* Task instructions *
Give back the entries that follow exactly as written. Any picture gets left out.
[Opening Records provided section]
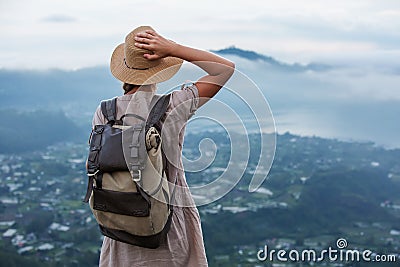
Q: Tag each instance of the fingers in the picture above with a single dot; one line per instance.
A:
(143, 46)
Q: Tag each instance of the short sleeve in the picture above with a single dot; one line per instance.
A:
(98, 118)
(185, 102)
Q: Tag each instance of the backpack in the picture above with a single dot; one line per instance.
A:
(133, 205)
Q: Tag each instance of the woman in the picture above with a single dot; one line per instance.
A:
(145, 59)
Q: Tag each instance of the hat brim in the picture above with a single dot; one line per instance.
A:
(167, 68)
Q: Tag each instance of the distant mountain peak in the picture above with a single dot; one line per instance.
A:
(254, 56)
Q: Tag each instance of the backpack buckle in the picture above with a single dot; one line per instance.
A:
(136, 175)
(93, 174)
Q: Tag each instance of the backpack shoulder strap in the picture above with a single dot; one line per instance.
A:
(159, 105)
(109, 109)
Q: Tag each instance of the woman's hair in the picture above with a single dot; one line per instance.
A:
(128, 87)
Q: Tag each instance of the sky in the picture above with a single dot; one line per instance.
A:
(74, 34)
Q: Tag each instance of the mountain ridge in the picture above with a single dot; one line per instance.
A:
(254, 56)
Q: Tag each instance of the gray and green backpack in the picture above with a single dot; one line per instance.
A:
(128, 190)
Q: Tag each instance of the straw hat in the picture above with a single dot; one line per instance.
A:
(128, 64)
[Closing Records provided section]
* Solution *
Q: Tag each instance of the fingers in the picture above with a single dot; one line per instance.
A:
(143, 46)
Q: Tag each instance of the short sleeve in the picture above with a single dot; one line per instance.
A:
(98, 118)
(185, 102)
Q: Tag each instance of the backpack in the picture above with a single dot; one line per instance.
A:
(133, 205)
Q: Tag each instance of the woman in the picture above with a single dot; one line per instance.
A:
(145, 59)
Q: Tag each instance of the hat brim in the picture above with a single dot; one line per instance.
A:
(167, 68)
Q: Tag each instance of the distant mountain peak in the picture above with a single dot; one line per instance.
A:
(254, 56)
Q: Tag each instance of the backpack buckle in the picture above with a single dot; one line per instance.
A:
(136, 175)
(93, 174)
Q: Tag each instance of the backpack shoulder strap in the picture above with a single dot; one line per instance.
A:
(159, 105)
(109, 109)
Q: Tag each instance of the woman's hair in the picture above with a single dot; one line per instance.
A:
(128, 87)
Q: Tag each instance of the sky in the picture above with a single dot; one line per instance.
A:
(74, 34)
Q: Tag each instance of the mountain ridge in the picture above with a single dot; one line per instance.
A:
(254, 56)
Q: Tag each instance of the gray and green backpack in the picture above with a single dot; one line per instance.
A:
(128, 190)
Q: Tag each instance of the straw hat in the picture above with a single dot; one line per instance.
A:
(128, 64)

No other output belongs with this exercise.